Every line of the listing must be reproduced as it stands. Leave the images behind.

────

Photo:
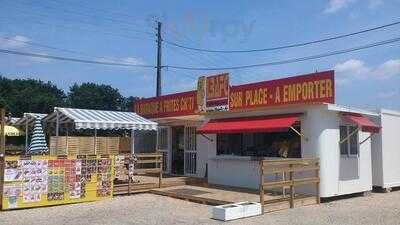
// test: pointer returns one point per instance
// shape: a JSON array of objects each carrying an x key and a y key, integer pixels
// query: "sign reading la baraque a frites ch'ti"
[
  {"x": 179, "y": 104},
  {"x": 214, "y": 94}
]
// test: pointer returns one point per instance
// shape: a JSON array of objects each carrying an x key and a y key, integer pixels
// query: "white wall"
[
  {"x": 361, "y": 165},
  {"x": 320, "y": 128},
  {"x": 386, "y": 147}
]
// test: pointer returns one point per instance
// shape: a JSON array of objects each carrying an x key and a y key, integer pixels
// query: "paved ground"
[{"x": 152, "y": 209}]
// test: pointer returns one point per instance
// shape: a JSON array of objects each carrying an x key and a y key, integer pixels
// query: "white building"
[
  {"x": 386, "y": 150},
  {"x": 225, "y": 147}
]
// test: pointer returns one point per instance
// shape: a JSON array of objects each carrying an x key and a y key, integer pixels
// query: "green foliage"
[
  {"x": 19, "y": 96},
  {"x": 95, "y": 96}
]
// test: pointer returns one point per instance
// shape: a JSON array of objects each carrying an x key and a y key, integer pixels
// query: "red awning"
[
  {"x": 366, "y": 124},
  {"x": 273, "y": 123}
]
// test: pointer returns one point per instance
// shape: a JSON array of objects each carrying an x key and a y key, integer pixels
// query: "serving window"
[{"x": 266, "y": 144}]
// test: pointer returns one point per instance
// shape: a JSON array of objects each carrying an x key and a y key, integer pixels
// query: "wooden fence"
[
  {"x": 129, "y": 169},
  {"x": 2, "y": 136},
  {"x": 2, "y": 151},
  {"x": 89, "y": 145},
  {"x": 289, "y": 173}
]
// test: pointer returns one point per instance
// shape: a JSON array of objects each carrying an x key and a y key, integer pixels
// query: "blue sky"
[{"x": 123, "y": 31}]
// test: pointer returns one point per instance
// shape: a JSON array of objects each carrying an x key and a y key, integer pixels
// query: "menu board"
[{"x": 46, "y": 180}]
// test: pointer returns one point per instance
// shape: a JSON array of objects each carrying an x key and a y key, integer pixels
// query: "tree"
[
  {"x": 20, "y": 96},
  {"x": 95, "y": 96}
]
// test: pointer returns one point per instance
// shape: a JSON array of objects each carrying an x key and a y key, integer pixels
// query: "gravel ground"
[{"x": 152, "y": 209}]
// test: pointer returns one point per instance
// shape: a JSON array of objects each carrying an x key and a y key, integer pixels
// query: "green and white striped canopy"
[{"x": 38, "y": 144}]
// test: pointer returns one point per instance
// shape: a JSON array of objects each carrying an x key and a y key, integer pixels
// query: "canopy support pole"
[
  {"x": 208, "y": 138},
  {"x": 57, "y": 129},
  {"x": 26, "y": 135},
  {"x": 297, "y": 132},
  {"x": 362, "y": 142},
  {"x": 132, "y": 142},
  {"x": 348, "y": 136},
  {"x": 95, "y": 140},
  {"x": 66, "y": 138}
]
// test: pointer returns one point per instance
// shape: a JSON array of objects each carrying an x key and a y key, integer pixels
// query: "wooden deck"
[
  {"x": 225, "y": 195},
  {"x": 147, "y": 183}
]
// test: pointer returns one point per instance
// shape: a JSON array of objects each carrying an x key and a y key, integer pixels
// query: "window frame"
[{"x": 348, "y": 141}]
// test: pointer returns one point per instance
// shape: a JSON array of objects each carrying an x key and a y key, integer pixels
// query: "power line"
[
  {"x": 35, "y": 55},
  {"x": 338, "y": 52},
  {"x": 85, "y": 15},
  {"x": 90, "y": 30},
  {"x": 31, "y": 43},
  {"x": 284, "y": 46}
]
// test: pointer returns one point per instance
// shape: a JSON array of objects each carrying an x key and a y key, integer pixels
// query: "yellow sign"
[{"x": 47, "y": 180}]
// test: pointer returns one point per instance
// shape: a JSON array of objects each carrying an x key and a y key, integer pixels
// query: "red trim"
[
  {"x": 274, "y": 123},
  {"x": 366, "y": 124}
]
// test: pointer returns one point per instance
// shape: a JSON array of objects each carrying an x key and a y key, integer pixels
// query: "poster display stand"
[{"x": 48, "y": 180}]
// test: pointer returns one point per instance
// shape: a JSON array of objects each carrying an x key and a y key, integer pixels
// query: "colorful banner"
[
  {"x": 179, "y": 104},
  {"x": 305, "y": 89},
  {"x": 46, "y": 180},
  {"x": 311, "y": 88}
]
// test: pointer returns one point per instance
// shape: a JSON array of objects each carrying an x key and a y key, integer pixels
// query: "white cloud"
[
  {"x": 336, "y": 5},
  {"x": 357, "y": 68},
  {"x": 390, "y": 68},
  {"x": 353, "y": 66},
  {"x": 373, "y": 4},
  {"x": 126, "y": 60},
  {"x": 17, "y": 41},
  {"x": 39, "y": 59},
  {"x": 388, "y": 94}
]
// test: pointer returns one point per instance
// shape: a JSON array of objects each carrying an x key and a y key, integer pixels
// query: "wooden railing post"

────

■ FULL ANSWER
Photo:
// test: pointer returns one point per instance
// shape: a JSON array of objects each carrying an x key and a y key, integer pixels
// query: "sign reading la baraque a frites ch'ti"
[
  {"x": 179, "y": 104},
  {"x": 214, "y": 94}
]
// test: pointer returns one point per instance
// shape: a JSON array of objects each carrying an x key and a y key, integer pixels
// query: "white wall"
[
  {"x": 361, "y": 165},
  {"x": 320, "y": 128},
  {"x": 386, "y": 147}
]
// test: pointer returns one point per instance
// shape: a JSON array of objects each carrying an x key and a y key, integer pixels
// query: "paved ground"
[{"x": 152, "y": 209}]
// test: pointer returns one point per instance
// shape: a JSON array of objects each carrying an x key and a y key, integer pixels
// query: "white building"
[
  {"x": 386, "y": 150},
  {"x": 225, "y": 147}
]
// test: pointer returns one point per instance
// shape: a JSON array of objects each carrying an x key and a y key, integer pixels
// query: "green foliage"
[
  {"x": 19, "y": 96},
  {"x": 95, "y": 96}
]
// test: pointer returns one point per instance
// shape: a JSON array of objects each carrying an x key and a y key, integer pixels
// query: "red awning"
[
  {"x": 366, "y": 124},
  {"x": 273, "y": 123}
]
// test: pointer returns one point per instance
// shape: a JSON array of objects each carrying an x key and a y key, integer pixels
// query: "serving window"
[{"x": 266, "y": 144}]
// test: pointer returns one point per instance
// shape: a JSON array of objects each carrying an x key and a y key, integer pixels
// query: "wooden fence"
[
  {"x": 129, "y": 169},
  {"x": 2, "y": 136},
  {"x": 2, "y": 151},
  {"x": 89, "y": 145},
  {"x": 289, "y": 173}
]
// test: pointer returns one point per instance
// shape: a JSON array of objects each carrying an x key and a y key, integer pixels
// query: "blue sky"
[{"x": 123, "y": 31}]
// test: pointer returns one point per instance
// shape: a JSON array of objects each carrying an x key and a y key, integer pixels
// query: "menu board"
[{"x": 46, "y": 180}]
// test: pointer returns one point per instance
// shape: a JSON array of objects each carrying an x key and a y key, integer pixels
// query: "tree"
[
  {"x": 20, "y": 96},
  {"x": 95, "y": 96}
]
// test: pointer returns one point per instance
// shape: a JSON array of objects each carrying an x key and a y key, integer pixels
// query: "gravel ground"
[{"x": 152, "y": 209}]
// test: pointer returns one point per instance
// shape: a JSON array of objects each carrying an x key and a y key, integer pixels
// query: "green and white striped canopy"
[{"x": 38, "y": 144}]
// test: pointer returns one point per instance
// shape: a JSON array of objects each carrying an x key and a y key, integer pixels
// query: "canopy support pole"
[
  {"x": 208, "y": 138},
  {"x": 57, "y": 129},
  {"x": 26, "y": 135},
  {"x": 297, "y": 132},
  {"x": 362, "y": 142},
  {"x": 132, "y": 142},
  {"x": 348, "y": 136},
  {"x": 95, "y": 140},
  {"x": 66, "y": 138}
]
// test: pointer returns one point per instance
// shape: a JSON array of objects each carrying an x key and a y key, integer pixels
// query: "wooden deck"
[
  {"x": 225, "y": 195},
  {"x": 147, "y": 183}
]
// test: pointer returns one point per instance
// shape: a JSON array of objects each carrying an x key and a y key, integer pixels
// query: "window frame"
[{"x": 348, "y": 141}]
// test: pointer returns one point per instance
// shape: a JSON array of objects each carrying an x key and a y key, integer pixels
// query: "power line"
[
  {"x": 35, "y": 55},
  {"x": 338, "y": 52},
  {"x": 85, "y": 15},
  {"x": 90, "y": 30},
  {"x": 31, "y": 43},
  {"x": 284, "y": 46}
]
// test: pointer returns one point per instance
// shape: a JSON array of objects each carrying an x key and a y key, integer pixels
// query: "yellow sign"
[{"x": 47, "y": 180}]
// test: pointer returns one point per instance
// shape: a JSON array of objects each carrying an x key and a y key, integer pixels
// query: "red trim"
[
  {"x": 274, "y": 123},
  {"x": 366, "y": 124}
]
// test: pointer returns one point per instance
// shape: a JSON array of objects each carrying an x key and a y key, integer pixels
// query: "poster display stand"
[{"x": 48, "y": 180}]
// test: pointer returns one point per instance
// shape: a JSON array of objects each carrying an x key and a y key, integer pixels
// query: "colorful banner"
[
  {"x": 179, "y": 104},
  {"x": 305, "y": 89},
  {"x": 46, "y": 180},
  {"x": 311, "y": 88}
]
// test: pointer returns one point per instance
// shape: a JSON array of objects each carrying an x key and a y key, integer pixels
// query: "white cloud"
[
  {"x": 336, "y": 5},
  {"x": 357, "y": 68},
  {"x": 390, "y": 68},
  {"x": 353, "y": 66},
  {"x": 373, "y": 4},
  {"x": 126, "y": 60},
  {"x": 17, "y": 41},
  {"x": 39, "y": 59},
  {"x": 388, "y": 94}
]
// test: pointer returns one point per instance
// shape: a JSON array of objects each carrying an x key and a y key, integer pixels
// query: "wooden railing post"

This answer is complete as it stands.